* PAGE:

------

Today, do five minutes of true self-examination (आत्मपर्यालोचु) on one honest question — "where am I deceiving myself about ___?" — not for an answer to perform, but as the austerity itself. Let the unflinching looking be the tapas.

Arc

16.112 seals tapas; 16.113 closes the cluster with the ninth virtue, ārjava — the spontaneous goodwill toward all beings.


Ovi 16.113

Original (Marathi): आतां बाळाच्या हितीं स्तन्य । जैसें नानाभूतीं चैतन्य । तैसें प्राणिमात्रीं सौजन्य । आर्जव तें ॥११३॥ Voice: jnaneshvar-teacher

Word-by-word gloss

Marathi Meaning
आतां बाळाच्या हितीं स्तन्य now, as breast-milk (स्तन्य) [rises] for the infant's good (बाळाच्या हित)
जैसें नानाभूतीं चैतन्य as consciousness (चैतन्य) [pervades] all beings (नानाभूत)
तैसें प्राणिमात्रीं सौजन्य so, toward every creature (प्राणिमात्र), the goodwill (सौजन्य)
आर्जव तें that is ārjava (uprightness)

Literal translation

English: Now: as breast-milk [rises] for the infant's good, as consciousness [pervades] all beings — so the goodwill toward every creature: that is ārjava.

------

* DATASET RECORDS:
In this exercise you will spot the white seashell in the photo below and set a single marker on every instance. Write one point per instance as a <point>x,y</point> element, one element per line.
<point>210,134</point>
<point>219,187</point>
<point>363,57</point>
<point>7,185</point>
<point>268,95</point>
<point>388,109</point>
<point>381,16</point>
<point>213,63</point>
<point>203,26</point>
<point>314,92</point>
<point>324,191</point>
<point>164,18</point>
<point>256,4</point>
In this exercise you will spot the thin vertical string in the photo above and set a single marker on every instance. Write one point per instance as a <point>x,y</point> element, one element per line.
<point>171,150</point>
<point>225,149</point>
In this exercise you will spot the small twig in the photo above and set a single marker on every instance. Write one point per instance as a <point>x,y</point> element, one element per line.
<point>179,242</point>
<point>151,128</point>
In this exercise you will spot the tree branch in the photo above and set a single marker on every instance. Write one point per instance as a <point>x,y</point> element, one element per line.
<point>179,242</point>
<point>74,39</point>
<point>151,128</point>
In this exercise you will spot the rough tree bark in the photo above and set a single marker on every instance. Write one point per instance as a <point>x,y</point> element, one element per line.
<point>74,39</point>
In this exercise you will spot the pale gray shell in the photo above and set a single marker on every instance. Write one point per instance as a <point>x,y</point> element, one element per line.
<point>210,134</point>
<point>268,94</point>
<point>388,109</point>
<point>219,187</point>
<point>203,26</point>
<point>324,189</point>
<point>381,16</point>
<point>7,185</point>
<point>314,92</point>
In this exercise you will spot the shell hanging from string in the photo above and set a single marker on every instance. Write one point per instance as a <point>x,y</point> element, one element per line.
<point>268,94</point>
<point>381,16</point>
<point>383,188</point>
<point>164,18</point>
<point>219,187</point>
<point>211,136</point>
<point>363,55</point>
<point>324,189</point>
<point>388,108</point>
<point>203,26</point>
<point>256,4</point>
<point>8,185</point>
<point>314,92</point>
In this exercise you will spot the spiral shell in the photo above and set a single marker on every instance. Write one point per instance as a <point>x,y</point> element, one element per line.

------

* PROBLEM SET:
**A.** Answer these questions from the ovi commentary:
(i) How many minutes of self-examination does it suggest for today?
(ii) Which ovi does it say seals tapas?
(iii) What English word does the word-by-word gloss give in parentheses for ārjava?
**B.** Gather every row that contains the string "rough", treating uppercase and lowercase as different.
The ovi commentary and the rows have no connection to each other.

* SOLUTIONS TO THE PROBLEMS:
**A.**
(i) Five minutes.
(ii) 16.112.
(iii) Uprightness.

**B.**
In this exercise you will spot the rough tree bark in the photo above and set a single marker on every instance. Write one point per instance as a <point>x,y</point> element, one element per line.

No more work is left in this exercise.